INSTRUCTIONS FOR THE TASK ▸
When you reach the line containing "For this drill the class indicates the hillside" in the entries below, repeat it and each line after it exactly until the entries end.

SUPPLIED DATA ▸
★ ★ ★ ★ ★

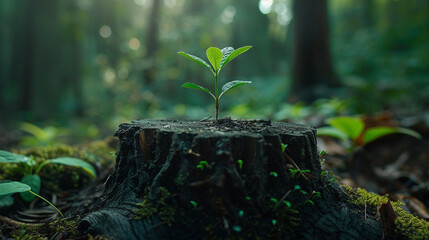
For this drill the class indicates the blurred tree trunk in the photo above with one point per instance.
(152, 41)
(313, 73)
(367, 15)
(251, 28)
(75, 78)
(23, 59)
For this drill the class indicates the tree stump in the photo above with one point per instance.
(224, 180)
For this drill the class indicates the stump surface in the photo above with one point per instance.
(225, 180)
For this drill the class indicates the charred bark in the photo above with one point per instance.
(221, 181)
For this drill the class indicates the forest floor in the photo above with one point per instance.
(396, 165)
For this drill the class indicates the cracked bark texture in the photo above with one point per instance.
(233, 201)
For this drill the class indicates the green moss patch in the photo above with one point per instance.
(407, 225)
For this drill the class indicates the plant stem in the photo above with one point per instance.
(44, 199)
(217, 95)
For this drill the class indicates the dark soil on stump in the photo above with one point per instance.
(225, 180)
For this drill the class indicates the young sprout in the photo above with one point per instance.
(284, 146)
(203, 164)
(195, 204)
(218, 59)
(240, 164)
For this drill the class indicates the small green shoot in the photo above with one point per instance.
(296, 173)
(353, 129)
(240, 164)
(202, 165)
(195, 204)
(241, 213)
(218, 59)
(11, 187)
(236, 228)
(284, 146)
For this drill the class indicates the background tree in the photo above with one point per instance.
(313, 72)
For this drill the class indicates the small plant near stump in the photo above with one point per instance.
(218, 59)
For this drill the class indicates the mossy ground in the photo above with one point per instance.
(58, 178)
(407, 225)
(276, 221)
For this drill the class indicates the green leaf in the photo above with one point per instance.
(284, 146)
(214, 55)
(374, 133)
(197, 60)
(233, 84)
(195, 86)
(351, 126)
(6, 200)
(8, 157)
(332, 132)
(69, 161)
(240, 163)
(12, 187)
(34, 182)
(234, 54)
(205, 163)
(225, 53)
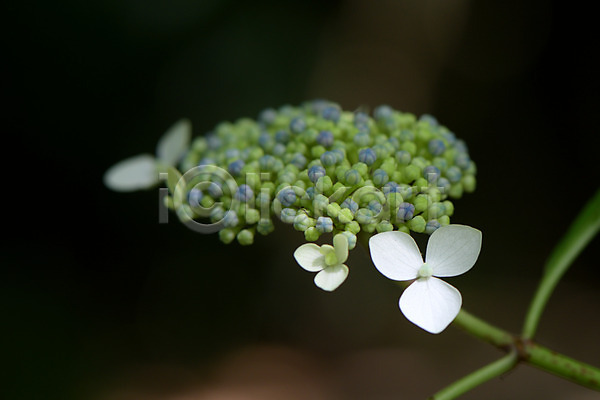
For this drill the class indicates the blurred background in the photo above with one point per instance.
(99, 301)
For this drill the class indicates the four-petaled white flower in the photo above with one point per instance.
(428, 302)
(141, 171)
(327, 260)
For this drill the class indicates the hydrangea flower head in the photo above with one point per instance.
(428, 301)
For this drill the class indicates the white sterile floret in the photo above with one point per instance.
(141, 171)
(327, 260)
(428, 302)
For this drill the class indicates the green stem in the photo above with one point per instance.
(528, 351)
(483, 330)
(561, 365)
(580, 233)
(478, 377)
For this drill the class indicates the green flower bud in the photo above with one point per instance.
(265, 226)
(449, 207)
(384, 226)
(227, 235)
(421, 203)
(324, 185)
(252, 216)
(245, 237)
(353, 227)
(468, 182)
(417, 224)
(333, 210)
(345, 216)
(311, 234)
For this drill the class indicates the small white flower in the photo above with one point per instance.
(141, 171)
(428, 302)
(327, 260)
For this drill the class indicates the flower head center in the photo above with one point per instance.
(426, 271)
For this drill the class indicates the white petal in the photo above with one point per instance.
(174, 143)
(452, 250)
(396, 255)
(340, 244)
(430, 303)
(309, 257)
(134, 173)
(331, 277)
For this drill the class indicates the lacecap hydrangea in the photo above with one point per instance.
(322, 170)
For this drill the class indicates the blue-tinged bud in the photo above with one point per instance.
(297, 125)
(382, 112)
(431, 173)
(367, 156)
(350, 204)
(230, 219)
(405, 212)
(315, 172)
(302, 222)
(235, 168)
(217, 214)
(328, 158)
(266, 141)
(331, 113)
(287, 196)
(436, 147)
(380, 177)
(403, 157)
(430, 119)
(444, 185)
(267, 162)
(436, 210)
(460, 146)
(298, 160)
(364, 216)
(352, 177)
(213, 142)
(375, 206)
(406, 135)
(267, 116)
(279, 149)
(207, 161)
(265, 226)
(340, 155)
(394, 142)
(325, 138)
(462, 160)
(391, 187)
(449, 136)
(215, 190)
(194, 197)
(282, 136)
(432, 226)
(324, 224)
(288, 215)
(362, 139)
(361, 118)
(244, 193)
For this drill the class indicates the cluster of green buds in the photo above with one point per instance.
(322, 170)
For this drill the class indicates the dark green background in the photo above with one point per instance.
(93, 287)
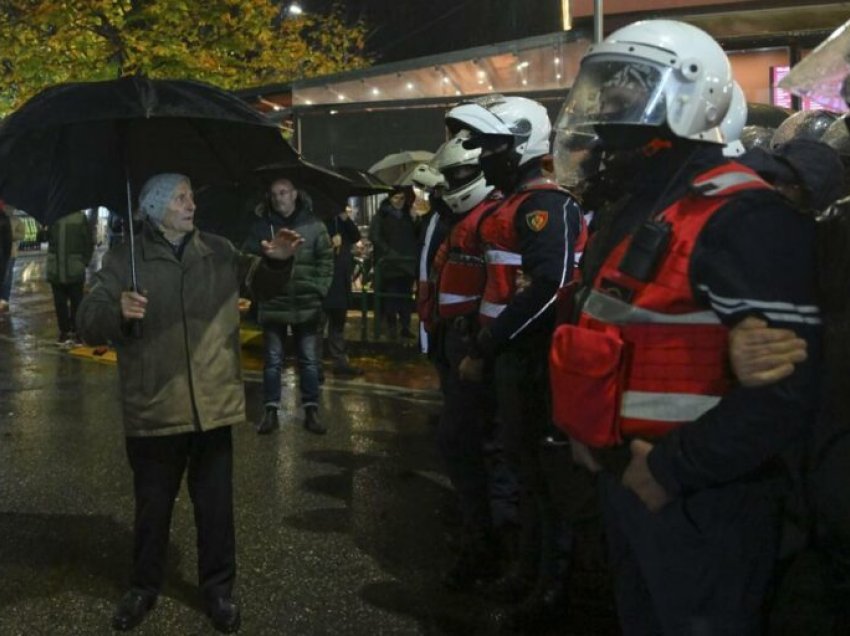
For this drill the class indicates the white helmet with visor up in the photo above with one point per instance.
(652, 73)
(734, 122)
(466, 186)
(522, 121)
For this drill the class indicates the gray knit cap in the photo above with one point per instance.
(157, 192)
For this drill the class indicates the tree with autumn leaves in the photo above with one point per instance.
(229, 43)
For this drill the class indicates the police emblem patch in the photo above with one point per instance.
(537, 220)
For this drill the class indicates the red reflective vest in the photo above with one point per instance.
(645, 357)
(460, 265)
(497, 234)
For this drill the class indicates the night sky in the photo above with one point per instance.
(403, 29)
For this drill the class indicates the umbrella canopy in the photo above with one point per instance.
(319, 182)
(365, 183)
(766, 115)
(821, 74)
(229, 209)
(81, 145)
(392, 168)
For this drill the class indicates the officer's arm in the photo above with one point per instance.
(547, 224)
(741, 268)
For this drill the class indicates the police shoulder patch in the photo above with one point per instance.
(537, 220)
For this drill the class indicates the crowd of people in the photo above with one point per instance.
(645, 319)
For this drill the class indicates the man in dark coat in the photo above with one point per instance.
(344, 234)
(300, 306)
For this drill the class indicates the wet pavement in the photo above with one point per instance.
(343, 534)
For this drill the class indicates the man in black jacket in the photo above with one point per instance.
(690, 474)
(344, 235)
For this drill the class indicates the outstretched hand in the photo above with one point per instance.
(133, 305)
(640, 480)
(283, 246)
(762, 355)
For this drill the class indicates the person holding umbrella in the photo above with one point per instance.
(298, 308)
(181, 385)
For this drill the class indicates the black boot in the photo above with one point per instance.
(269, 423)
(311, 421)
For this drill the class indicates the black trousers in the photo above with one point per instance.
(66, 299)
(158, 465)
(700, 566)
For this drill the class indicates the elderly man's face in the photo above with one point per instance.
(397, 200)
(180, 213)
(283, 194)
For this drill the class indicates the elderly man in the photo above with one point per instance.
(299, 307)
(181, 383)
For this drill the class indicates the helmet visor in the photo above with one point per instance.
(459, 176)
(615, 91)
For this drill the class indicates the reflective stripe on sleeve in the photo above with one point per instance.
(502, 257)
(609, 309)
(491, 310)
(666, 407)
(453, 299)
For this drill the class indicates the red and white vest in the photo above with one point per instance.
(645, 357)
(500, 240)
(460, 265)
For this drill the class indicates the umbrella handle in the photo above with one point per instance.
(134, 328)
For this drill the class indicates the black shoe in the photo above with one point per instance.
(546, 608)
(269, 423)
(131, 610)
(347, 370)
(224, 615)
(311, 421)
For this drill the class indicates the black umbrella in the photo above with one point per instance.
(82, 145)
(228, 209)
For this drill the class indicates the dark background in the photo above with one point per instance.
(404, 29)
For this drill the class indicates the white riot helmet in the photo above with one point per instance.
(734, 122)
(651, 73)
(522, 120)
(466, 186)
(427, 177)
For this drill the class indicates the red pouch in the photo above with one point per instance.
(587, 375)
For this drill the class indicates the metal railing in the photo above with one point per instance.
(367, 291)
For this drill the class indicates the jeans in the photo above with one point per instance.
(6, 283)
(66, 299)
(334, 319)
(158, 464)
(306, 342)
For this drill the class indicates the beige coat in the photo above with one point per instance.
(184, 373)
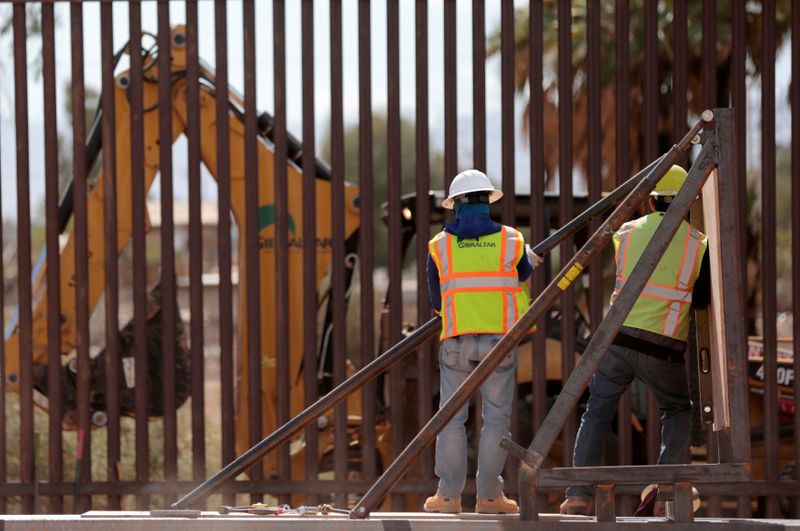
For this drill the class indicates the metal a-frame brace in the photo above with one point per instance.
(733, 441)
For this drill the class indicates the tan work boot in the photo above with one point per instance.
(499, 505)
(575, 505)
(442, 504)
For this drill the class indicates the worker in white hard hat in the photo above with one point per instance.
(651, 343)
(476, 271)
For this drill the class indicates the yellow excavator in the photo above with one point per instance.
(96, 265)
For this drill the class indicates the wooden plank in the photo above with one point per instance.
(719, 364)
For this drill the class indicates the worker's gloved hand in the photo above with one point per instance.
(535, 259)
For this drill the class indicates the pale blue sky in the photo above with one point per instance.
(322, 77)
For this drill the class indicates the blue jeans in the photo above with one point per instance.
(619, 367)
(458, 356)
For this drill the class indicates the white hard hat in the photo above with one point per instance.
(469, 181)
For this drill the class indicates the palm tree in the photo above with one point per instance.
(637, 71)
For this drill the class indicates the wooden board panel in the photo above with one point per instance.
(719, 364)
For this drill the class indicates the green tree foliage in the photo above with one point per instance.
(638, 68)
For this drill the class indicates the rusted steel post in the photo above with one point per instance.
(424, 203)
(604, 336)
(281, 256)
(139, 249)
(734, 443)
(338, 273)
(252, 274)
(195, 241)
(795, 99)
(111, 292)
(568, 274)
(311, 391)
(478, 83)
(366, 233)
(224, 243)
(539, 227)
(80, 229)
(167, 233)
(53, 263)
(23, 254)
(394, 189)
(769, 254)
(565, 201)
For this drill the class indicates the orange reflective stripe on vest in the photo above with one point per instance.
(480, 287)
(669, 289)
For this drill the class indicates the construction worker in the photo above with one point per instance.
(651, 342)
(476, 268)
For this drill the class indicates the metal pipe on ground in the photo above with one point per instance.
(387, 359)
(568, 274)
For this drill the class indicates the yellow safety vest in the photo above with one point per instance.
(481, 292)
(663, 307)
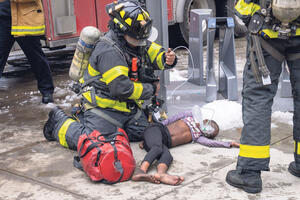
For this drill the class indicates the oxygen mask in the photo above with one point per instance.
(205, 126)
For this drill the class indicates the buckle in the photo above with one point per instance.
(131, 105)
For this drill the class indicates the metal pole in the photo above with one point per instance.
(159, 13)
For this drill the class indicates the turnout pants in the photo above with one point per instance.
(157, 141)
(68, 130)
(32, 48)
(257, 107)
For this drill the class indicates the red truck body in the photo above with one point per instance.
(87, 13)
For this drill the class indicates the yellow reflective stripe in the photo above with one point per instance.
(122, 13)
(81, 80)
(92, 71)
(246, 8)
(28, 33)
(159, 61)
(28, 30)
(249, 151)
(275, 34)
(63, 131)
(298, 31)
(113, 73)
(137, 91)
(297, 147)
(140, 17)
(128, 21)
(139, 103)
(28, 27)
(107, 103)
(153, 51)
(270, 33)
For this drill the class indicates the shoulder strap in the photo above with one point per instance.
(106, 117)
(112, 43)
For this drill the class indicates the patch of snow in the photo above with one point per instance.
(283, 117)
(228, 114)
(176, 75)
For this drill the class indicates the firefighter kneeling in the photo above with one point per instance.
(112, 94)
(274, 36)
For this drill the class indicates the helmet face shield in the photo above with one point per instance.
(135, 42)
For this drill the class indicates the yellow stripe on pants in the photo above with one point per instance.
(249, 151)
(63, 131)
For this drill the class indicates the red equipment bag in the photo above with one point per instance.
(105, 158)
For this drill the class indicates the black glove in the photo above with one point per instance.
(256, 23)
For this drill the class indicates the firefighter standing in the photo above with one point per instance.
(23, 21)
(113, 92)
(267, 48)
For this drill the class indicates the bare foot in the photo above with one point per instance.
(140, 175)
(141, 145)
(169, 179)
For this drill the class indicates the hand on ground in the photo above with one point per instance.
(169, 179)
(170, 57)
(234, 144)
(140, 175)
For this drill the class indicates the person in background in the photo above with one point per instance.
(116, 92)
(176, 130)
(269, 44)
(23, 21)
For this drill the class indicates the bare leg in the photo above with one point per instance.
(140, 174)
(165, 178)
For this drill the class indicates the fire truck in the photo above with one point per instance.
(66, 18)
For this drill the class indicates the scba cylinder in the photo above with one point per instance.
(85, 45)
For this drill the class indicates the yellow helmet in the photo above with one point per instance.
(130, 18)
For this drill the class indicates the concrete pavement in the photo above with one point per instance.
(32, 168)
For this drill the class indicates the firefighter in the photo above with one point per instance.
(23, 21)
(112, 92)
(268, 46)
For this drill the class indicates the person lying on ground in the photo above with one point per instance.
(176, 130)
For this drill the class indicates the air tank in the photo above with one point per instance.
(85, 45)
(286, 11)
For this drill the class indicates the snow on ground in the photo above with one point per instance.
(228, 114)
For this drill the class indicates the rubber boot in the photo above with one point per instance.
(293, 169)
(55, 115)
(248, 180)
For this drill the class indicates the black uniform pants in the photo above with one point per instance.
(157, 141)
(257, 107)
(68, 131)
(31, 46)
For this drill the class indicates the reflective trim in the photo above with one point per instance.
(107, 103)
(137, 91)
(246, 8)
(297, 150)
(140, 17)
(159, 61)
(115, 72)
(92, 71)
(128, 21)
(81, 80)
(63, 131)
(254, 151)
(274, 34)
(122, 13)
(28, 30)
(153, 51)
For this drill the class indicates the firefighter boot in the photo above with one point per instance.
(248, 180)
(55, 115)
(293, 169)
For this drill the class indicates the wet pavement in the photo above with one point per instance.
(32, 168)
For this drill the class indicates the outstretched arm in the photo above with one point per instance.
(176, 117)
(213, 143)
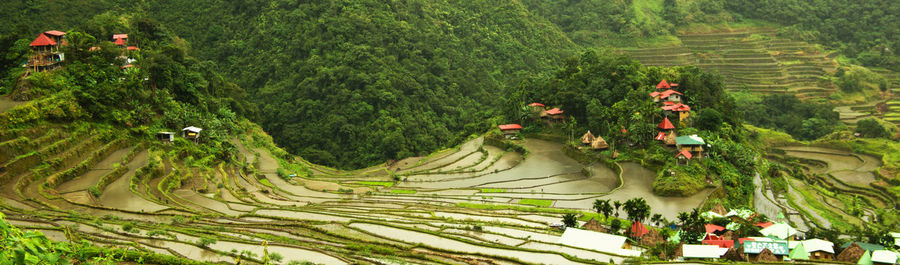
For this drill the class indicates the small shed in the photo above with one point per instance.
(191, 132)
(594, 225)
(587, 138)
(599, 143)
(884, 257)
(509, 130)
(765, 251)
(165, 136)
(691, 143)
(818, 249)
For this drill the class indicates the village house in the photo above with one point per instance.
(509, 130)
(165, 136)
(45, 51)
(191, 133)
(693, 144)
(702, 252)
(679, 110)
(597, 241)
(759, 251)
(587, 138)
(666, 132)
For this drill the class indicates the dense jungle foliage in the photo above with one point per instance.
(356, 82)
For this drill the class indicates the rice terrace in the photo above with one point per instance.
(449, 132)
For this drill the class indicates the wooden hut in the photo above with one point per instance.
(594, 225)
(510, 130)
(599, 143)
(165, 136)
(763, 251)
(851, 253)
(191, 133)
(587, 138)
(45, 51)
(692, 143)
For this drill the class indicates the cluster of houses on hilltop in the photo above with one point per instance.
(776, 242)
(46, 52)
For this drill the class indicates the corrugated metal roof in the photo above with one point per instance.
(602, 242)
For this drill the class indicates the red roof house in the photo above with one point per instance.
(504, 127)
(56, 33)
(764, 225)
(638, 229)
(720, 243)
(660, 137)
(42, 40)
(554, 111)
(711, 228)
(665, 124)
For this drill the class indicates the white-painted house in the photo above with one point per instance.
(602, 242)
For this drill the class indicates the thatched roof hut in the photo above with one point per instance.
(587, 138)
(766, 256)
(593, 225)
(599, 143)
(719, 209)
(851, 253)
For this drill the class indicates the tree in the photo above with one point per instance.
(603, 207)
(615, 226)
(637, 209)
(656, 219)
(570, 220)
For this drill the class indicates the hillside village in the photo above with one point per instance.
(497, 196)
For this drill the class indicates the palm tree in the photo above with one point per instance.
(617, 205)
(570, 220)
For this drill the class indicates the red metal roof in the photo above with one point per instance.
(55, 33)
(720, 243)
(510, 127)
(638, 229)
(667, 93)
(663, 84)
(42, 40)
(554, 111)
(665, 124)
(764, 225)
(677, 107)
(685, 154)
(710, 228)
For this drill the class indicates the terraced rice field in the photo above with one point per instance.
(475, 204)
(755, 59)
(838, 191)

★ ★ ★ ★ ★

REPLY ▸
For this drill the class indicates the hillside village in the photo above with one point per instance.
(497, 196)
For this drill the class indicates the palm tree in the photo above with one point per instance.
(617, 205)
(570, 220)
For this drill the class indicates the red metal roof in the photo above with one point per instance.
(55, 33)
(720, 243)
(510, 127)
(638, 229)
(667, 93)
(663, 84)
(42, 40)
(554, 111)
(665, 124)
(764, 225)
(677, 107)
(685, 154)
(710, 228)
For this drill the class indicates the terraced rice field in the photo above with one point per instance.
(475, 204)
(755, 59)
(838, 191)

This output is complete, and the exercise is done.